SHORT PROBLEM 1 -> Rewrite the paragraph in the post on John McCain and the religious right that begins "Mr. McCain's outreach to Christian conservatives" so that it is shorter and keeps its main facts.
SHORT PROBLEM 2 -> Write the next few paragraphs of the post on John McCain and the religious right, picking up after its final sentence.
── EXCERPT TO READ
John McCain and the religious right — a problematic relationship

By Robert Schlesinger

I’m starting to think Barack Obama will win comfortably.

Two data-points spur this line of thinking in my head: John McCain’s relations with evangelicals and his now-infamous green-screen speech from Tuesday last.

Today’s New York Times has a front-pager today on religious conservatives’ uncomfortable relationship with the presumptive GOP nominee, and Bob Novak covers the same ground in his column. I found this of particular interest in the Times:

To address this, Mr. McCain’s campaign has been ramping up its outreach to evangelicals over the last month, preparing a budget and a strategic plan for turning them out in 18 battleground states this fall.

Mr. McCain’s outreach to Christian conservatives has been a quiet courting, reflecting a balancing act: his election hopes rely on drawing in the political middle and Democrats who might be turned off should he woo the religious right too heavily by, for instance, highlighting his anti-abortion position more on the campaign trail.
────
── PROVIDED RECORDS
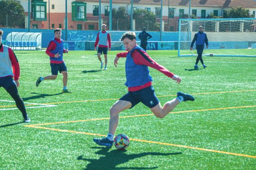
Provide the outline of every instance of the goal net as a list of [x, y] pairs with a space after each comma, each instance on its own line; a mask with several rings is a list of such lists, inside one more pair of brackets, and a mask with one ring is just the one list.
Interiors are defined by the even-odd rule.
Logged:
[[181, 19], [179, 21], [178, 55], [197, 55], [196, 43], [191, 43], [199, 26], [203, 27], [209, 47], [203, 55], [256, 57], [255, 18], [228, 19]]

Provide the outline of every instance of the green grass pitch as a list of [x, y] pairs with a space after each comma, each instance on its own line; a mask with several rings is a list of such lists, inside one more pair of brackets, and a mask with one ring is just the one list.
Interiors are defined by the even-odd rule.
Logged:
[[19, 110], [10, 110], [16, 108], [8, 101], [12, 98], [0, 88], [0, 169], [256, 167], [256, 58], [205, 57], [207, 67], [194, 70], [195, 57], [148, 51], [182, 79], [177, 85], [149, 69], [162, 105], [179, 91], [193, 94], [195, 101], [182, 102], [162, 119], [141, 104], [121, 113], [116, 135], [125, 133], [131, 141], [120, 151], [99, 147], [92, 138], [107, 134], [109, 109], [127, 92], [125, 58], [115, 68], [118, 52], [110, 51], [108, 69], [103, 70], [95, 51], [69, 51], [64, 59], [73, 93], [62, 94], [61, 75], [36, 87], [39, 76], [50, 74], [44, 51], [15, 52], [20, 66], [19, 93], [31, 122], [22, 123]]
────
EXERCISE RESULT 1 -> McCain has courted Christian conservatives quietly as a balancing act. His chances depend on winning over the political middle and Democrats, who might be put off if he pursued the religious right too heavily, for example by stressing his anti-abortion stance more on the campaign trail.

EXERCISE RESULT 2 ->
The emphasis there was mine. Typical GOP nominees have made their peace with the religious right by now. But McCain has taken a two steps forward (endorsed by John Hagee and Rod Parsley!), two steps back (repudiates and is unendorsed by John Hagee and Rod Parsley!). But more importantly: They’ve started stepping up the outreach in the last month? How long ago did he win the nomination? What has the McCain team been doing?

McCain and his campaign have spent the last few months somewhat out of the public eye, obscured by the never-ending Democratic primary contest. He should have spent that time fixing his standing with his party’s base, but he only stepped that up a month ago?

One thing his campaign did plan was for him to make speech on the night Barack Obama clinched the Democratic nomination. This was a failure in every phase, conception to planning to execution: Setting their man up back-to-back against the most gifted political speech-giver of his generation was mistake one; having him do it in front of a small, listless crowd before a lime-green backdrop should have been a firing offense for whomever advanced the trip; and finally the speech was an irritating flop. And this was long-planned.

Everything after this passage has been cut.